What to produce: Reproduce each line exactly, including spacing and punctuation.

Named object pointing entries:
****
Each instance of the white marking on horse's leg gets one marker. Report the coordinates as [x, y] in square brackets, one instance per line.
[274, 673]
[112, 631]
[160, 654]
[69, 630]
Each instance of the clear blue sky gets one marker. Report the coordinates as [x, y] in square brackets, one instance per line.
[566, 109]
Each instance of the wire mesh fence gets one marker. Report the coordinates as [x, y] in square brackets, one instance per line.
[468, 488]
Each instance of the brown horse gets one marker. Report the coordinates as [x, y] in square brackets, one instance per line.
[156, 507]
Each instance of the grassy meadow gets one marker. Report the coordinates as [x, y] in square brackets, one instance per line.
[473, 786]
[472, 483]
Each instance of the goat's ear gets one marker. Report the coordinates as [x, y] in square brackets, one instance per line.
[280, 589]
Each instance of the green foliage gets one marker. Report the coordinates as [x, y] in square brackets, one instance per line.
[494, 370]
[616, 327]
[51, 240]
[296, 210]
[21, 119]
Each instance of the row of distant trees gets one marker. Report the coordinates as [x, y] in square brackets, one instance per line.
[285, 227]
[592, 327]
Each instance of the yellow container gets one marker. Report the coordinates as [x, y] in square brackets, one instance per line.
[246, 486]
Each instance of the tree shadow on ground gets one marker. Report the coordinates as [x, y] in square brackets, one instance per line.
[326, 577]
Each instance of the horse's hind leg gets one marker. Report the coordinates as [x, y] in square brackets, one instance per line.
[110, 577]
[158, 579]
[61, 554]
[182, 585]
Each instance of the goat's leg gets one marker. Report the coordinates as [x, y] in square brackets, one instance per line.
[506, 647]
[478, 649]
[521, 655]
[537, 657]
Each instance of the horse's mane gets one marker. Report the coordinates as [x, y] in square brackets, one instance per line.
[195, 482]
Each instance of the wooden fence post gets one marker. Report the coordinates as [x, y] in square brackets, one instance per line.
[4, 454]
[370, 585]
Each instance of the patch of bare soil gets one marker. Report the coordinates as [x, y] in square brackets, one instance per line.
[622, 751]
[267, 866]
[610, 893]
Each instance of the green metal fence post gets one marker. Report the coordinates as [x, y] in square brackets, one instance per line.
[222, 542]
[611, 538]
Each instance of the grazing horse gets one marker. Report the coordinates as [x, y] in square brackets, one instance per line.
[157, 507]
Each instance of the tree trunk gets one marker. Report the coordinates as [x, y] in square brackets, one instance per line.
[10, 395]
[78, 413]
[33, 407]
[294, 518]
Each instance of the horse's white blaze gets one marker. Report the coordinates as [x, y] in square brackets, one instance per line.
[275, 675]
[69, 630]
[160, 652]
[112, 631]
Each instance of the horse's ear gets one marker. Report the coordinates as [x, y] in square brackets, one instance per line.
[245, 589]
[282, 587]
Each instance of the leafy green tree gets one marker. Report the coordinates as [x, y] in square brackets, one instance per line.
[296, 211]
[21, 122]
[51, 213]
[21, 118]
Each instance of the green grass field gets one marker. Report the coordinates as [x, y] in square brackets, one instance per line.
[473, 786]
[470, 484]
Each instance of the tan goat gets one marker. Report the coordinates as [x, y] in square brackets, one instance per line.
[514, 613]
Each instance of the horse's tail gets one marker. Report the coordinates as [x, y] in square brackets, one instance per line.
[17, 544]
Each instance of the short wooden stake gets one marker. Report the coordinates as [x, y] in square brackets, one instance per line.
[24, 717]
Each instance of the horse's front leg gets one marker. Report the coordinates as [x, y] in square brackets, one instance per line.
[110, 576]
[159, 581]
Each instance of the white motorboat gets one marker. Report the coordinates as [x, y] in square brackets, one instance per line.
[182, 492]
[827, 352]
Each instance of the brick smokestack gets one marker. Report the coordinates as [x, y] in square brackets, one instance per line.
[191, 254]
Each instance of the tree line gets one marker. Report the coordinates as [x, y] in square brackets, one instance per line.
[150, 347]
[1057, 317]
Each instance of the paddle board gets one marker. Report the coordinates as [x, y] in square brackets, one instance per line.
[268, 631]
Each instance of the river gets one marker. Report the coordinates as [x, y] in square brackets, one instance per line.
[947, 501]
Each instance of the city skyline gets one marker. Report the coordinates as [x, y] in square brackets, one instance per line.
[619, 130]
****
Exercise result:
Each instance of the white marking on horse's leg gets one marker. Report the coordinates as [x, y] in square brackets, one instance per line.
[274, 673]
[112, 631]
[160, 654]
[69, 630]
Each instance of the clear blue sky gets one marker. Report the coordinates as [x, y] in square brackets, one instance per line.
[566, 109]
Each instance of the wire mesh fence gets one marker. Report the coordinates as [x, y] in square brackets, one instance per line.
[468, 488]
Each instance of the brown horse gets one marker. Report the coordinates as [x, y] in square brackets, one instance per line.
[156, 507]
Each instance of the grassy meadow gets one marker. Report the coordinates as [x, y] in square brackets, one instance per line.
[473, 786]
[472, 483]
Each instance of the goat's ear gets one marker. Report the coordinates as [x, y] in square brackets, one instance per line.
[280, 589]
Each instance of the green foliage gets one marker. Report the coordinates as [x, y] in square brackets, one instance per line.
[494, 370]
[616, 327]
[51, 240]
[296, 210]
[21, 119]
Each instance of the row of distant trees gets one marker. Report the coordinates as [x, y] in square brackets, one instance per line.
[285, 227]
[592, 327]
Each instance of the yellow container gets one marker. Report the coordinates as [x, y] in square brackets, one instance per line.
[246, 486]
Each instance of the tree shadow on ground gets one marker. Report the coordinates as [x, y] in square brackets, one instance per line.
[326, 577]
Each instance of the horse's hind leg gets one marker. Report the coordinates as [x, y] in square brackets, one instance per line.
[110, 577]
[158, 579]
[61, 554]
[182, 585]
Each instance of the goat's leg gets one marker. Report the coordinates as [x, y] in square brackets, one instance per line.
[506, 647]
[478, 649]
[521, 655]
[537, 657]
Each instance of the horse's mane gets one marker. Report the coordinates as [x, y] in square brackets, one instance per line.
[195, 482]
Each instance of the wooden fence post gets one marker. Report the coordinates as [x, y] in square brackets, one instance per line.
[4, 454]
[370, 585]
Each instance of the patch of bare soil gets one marker. Report the coordinates as [x, y] in square brackets, one instance per line.
[622, 751]
[267, 866]
[610, 893]
Each instance of the green metal fence post gets one marker. Report the coordinates as [x, y] in square brackets, one instance per line.
[222, 542]
[611, 538]
Each instance of the grazing horse gets one marker. Report the coordinates as [x, y] in square brackets, one instance per line.
[157, 507]
Each instance of the tree trunk gets one marker. Report the coordinates as [x, y] in square brackets, one instance per line.
[10, 395]
[78, 413]
[33, 407]
[294, 518]
Each instance of the horse's white blaze gets one marker. Report the coordinates as [x, y] in square brackets, one instance per line.
[275, 675]
[69, 630]
[160, 652]
[112, 631]
Each instance of the horse's ear gets one marker. Report the coordinates as [x, y] in square brackets, one instance per line.
[245, 589]
[282, 587]
Each instance of the leafy green tree gets one marker. Report the coordinates as [x, y] in square brackets, one instance per line.
[296, 211]
[21, 122]
[51, 213]
[21, 118]
Each instance of the green grass field gets one marker. Report the coordinates as [x, y] in square brackets, one instance per line.
[473, 786]
[470, 484]
Each instance of the tan goat gets one marker. Report the coordinates as [x, y] in square brackets, one instance per line.
[514, 613]
Each instance of the horse's tail gets one marker. Report the coordinates as [x, y] in square brackets, one instance per line.
[17, 544]
Each instance of the short wooden stake gets one marker. Report the coordinates as [x, y] in square brackets, one instance per line.
[24, 717]
Each instance of the horse's front leg gets one marker. Report the coordinates as [x, y] in square brackets, one instance per line.
[110, 576]
[159, 581]
Each instance of the white motorboat gets one marker. Report the coordinates as [x, y] in square brackets, one instance per line.
[182, 492]
[827, 352]
Each instance of the brick smokestack gets one marker. Report the coordinates as [x, y] in square brackets, one instance per line.
[191, 254]
Each instance of the tree line gets one marker. Report the coordinates as [x, y] in square brackets, one instance per line.
[150, 347]
[1057, 317]
Each instance of the paddle board gets one marker. Report the coordinates as [x, y] in square brackets, one instance per line.
[268, 631]
Each instance of the river gets one marker. Report the coordinates as [x, y] in square brackets, one instance per line.
[947, 501]
Each instance of the city skyline gets one marker. Report the coordinates as [x, y] in square brackets, one instance per line.
[619, 130]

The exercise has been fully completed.